Task prompt
Scan the records below. List lines holding "blue".

Supplied material
=======

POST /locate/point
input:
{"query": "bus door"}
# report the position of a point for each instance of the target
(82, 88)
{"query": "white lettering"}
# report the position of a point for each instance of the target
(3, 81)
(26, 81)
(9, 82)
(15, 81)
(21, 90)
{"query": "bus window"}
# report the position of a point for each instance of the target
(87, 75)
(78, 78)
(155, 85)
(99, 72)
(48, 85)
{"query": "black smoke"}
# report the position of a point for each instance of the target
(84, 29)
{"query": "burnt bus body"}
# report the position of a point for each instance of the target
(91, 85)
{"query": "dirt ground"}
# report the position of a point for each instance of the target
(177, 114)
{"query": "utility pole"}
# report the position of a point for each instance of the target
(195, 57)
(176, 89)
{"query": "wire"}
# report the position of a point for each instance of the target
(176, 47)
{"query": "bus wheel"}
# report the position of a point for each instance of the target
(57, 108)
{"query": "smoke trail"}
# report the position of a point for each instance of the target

=======

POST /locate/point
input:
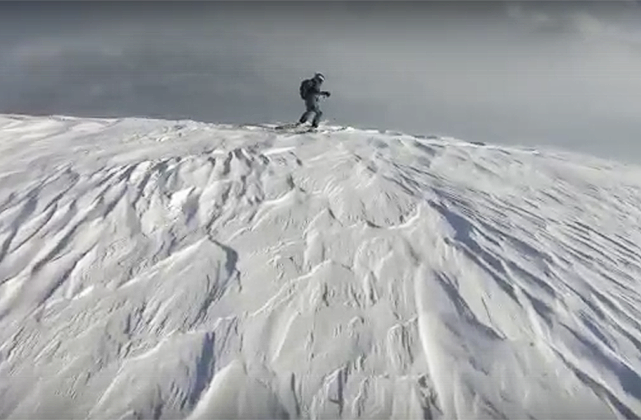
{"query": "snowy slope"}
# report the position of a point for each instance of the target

=======

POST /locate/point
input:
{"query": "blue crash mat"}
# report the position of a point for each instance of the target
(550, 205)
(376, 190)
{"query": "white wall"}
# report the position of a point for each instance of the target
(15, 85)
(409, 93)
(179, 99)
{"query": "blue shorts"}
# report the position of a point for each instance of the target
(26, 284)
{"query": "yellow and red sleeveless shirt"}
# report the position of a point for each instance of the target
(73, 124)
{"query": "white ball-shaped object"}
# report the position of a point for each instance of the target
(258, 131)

=======

The answer
{"query": "blue crash mat"}
{"query": "blue shorts"}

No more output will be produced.